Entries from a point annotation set
--- Start ---
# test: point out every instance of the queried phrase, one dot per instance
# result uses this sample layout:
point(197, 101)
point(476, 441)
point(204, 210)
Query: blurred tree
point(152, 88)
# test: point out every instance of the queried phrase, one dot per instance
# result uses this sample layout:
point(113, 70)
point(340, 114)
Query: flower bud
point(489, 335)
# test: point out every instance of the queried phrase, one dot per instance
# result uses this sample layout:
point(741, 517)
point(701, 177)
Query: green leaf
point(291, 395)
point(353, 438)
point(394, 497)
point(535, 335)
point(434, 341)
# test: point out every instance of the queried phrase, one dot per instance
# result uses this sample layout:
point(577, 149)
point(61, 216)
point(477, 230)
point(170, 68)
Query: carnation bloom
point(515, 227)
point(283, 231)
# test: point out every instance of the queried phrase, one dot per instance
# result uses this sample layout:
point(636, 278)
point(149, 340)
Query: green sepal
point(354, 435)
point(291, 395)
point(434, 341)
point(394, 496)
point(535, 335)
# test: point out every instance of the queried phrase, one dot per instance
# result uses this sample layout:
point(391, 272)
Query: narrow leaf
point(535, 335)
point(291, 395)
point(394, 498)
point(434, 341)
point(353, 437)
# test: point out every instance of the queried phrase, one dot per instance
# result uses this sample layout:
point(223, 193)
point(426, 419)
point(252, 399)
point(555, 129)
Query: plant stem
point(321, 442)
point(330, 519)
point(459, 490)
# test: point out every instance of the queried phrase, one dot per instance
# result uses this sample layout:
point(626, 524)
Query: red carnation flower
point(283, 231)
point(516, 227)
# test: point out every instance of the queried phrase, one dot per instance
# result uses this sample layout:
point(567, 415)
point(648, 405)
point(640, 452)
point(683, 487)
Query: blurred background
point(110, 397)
--- End ---
--- Start ---
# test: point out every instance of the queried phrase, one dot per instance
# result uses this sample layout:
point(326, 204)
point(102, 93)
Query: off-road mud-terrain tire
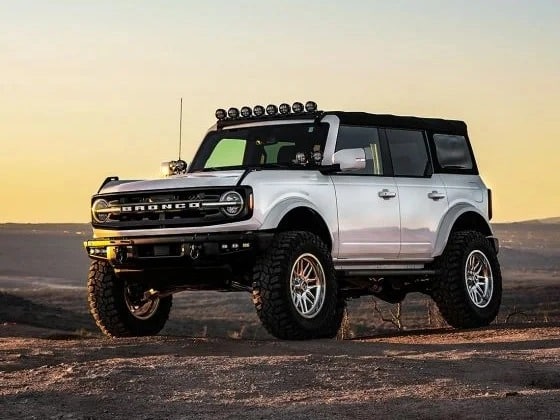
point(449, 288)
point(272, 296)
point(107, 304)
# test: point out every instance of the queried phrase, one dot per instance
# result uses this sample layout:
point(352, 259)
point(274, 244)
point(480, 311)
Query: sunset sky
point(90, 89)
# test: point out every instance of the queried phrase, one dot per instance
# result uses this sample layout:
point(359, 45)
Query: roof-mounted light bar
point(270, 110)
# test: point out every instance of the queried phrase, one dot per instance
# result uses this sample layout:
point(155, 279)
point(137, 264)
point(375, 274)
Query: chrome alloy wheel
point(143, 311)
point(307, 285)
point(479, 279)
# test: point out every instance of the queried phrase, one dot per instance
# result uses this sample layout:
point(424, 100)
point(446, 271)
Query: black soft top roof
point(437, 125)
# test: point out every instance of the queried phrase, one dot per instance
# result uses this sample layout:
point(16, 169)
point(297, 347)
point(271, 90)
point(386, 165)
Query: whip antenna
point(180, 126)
--- End ---
STATED GOAL: Identify every line in the records above that contains the word "blurred", and copy each of those lines.

RESPONSE TO THE EXERCISE:
Query: blurred tree
Query: blurred background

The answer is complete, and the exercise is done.